━━━ Dokumenttext

Deine Lieblingsschweden
Nina Persson ist heute nicht so gut sortiert. Während sich ihre Kollegen Peter Svensson, Magnus Sveningsson und Lasse Johansson auf dem Sofa eines mit Gläsern, Flaschen, Tassen, Tellern, Kalt- und Heißgetränken zugemüllten Hotelzimmers in Malmö lümmeln, steht die Sängerin der Cardigans auf dem Balkon und beugt sich über das Geländer, während sie mit ihrem Ehemann am Handy turtelt. Um ehrlich zu sein 1 . Die drei anderen Cardigans und der Musikexpress sind heute auch nicht ganz so gut sortiert. Weil es gestern spät geworden ist. Weil Party war. Weil sich Magnus Sveningsson in der Rolle des Aquavit-Einflößers gefiel. Und weil alle fünf Cardigans ordentlich was wegtrinken können. Vielleicht ist Bengt Lagerberg heute besser sortiert, nur kann das niemand sagen, weil der Schlagzeuger der Cardigans schon auf dem Weg nach Stockholm ist, wo er wohnt.

━━━━━━
━━━ Datenauszug

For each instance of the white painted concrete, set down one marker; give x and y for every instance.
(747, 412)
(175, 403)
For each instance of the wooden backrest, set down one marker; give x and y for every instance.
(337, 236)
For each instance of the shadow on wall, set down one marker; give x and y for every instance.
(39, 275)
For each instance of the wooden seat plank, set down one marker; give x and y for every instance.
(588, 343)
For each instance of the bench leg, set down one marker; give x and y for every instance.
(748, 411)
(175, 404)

━━━━━━
━━━ Datenauszug

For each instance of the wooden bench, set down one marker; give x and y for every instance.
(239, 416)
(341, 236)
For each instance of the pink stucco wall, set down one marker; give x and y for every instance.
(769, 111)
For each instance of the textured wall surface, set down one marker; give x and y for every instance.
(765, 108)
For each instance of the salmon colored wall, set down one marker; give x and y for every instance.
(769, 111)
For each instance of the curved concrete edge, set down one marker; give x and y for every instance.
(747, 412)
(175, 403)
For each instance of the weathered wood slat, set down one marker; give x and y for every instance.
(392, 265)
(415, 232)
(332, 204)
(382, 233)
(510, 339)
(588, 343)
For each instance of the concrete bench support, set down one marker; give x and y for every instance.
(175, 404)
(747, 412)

━━━━━━

■ Aufgabe ■
Übernimm den Text über die Cardigans vollständig und ohne jede Änderung.

■ Erledigte Aufgabe ■
Deine Lieblingsschweden
Nina Persson ist heute nicht so gut sortiert. Während sich ihre Kollegen Peter Svensson, Magnus Sveningsson und Lasse Johansson auf dem Sofa eines mit Gläsern, Flaschen, Tassen, Tellern, Kalt- und Heißgetränken zugemüllten Hotelzimmers in Malmö lümmeln, steht die Sängerin der Cardigans auf dem Balkon und beugt sich über das Geländer, während sie mit ihrem Ehemann am Handy turtelt. Um ehrlich zu sein 1 . Die drei anderen Cardigans und der Musikexpress sind heute auch nicht ganz so gut sortiert. Weil es gestern spät geworden ist. Weil Party war. Weil sich Magnus Sveningsson in der Rolle des Aquavit-Einflößers gefiel. Und weil alle fünf Cardigans ordentlich was wegtrinken können. Vielleicht ist Bengt Lagerberg heute besser sortiert, nur kann das niemand sagen, weil der Schlagzeuger der Cardigans schon auf dem Weg nach Stockholm ist, wo er wohnt.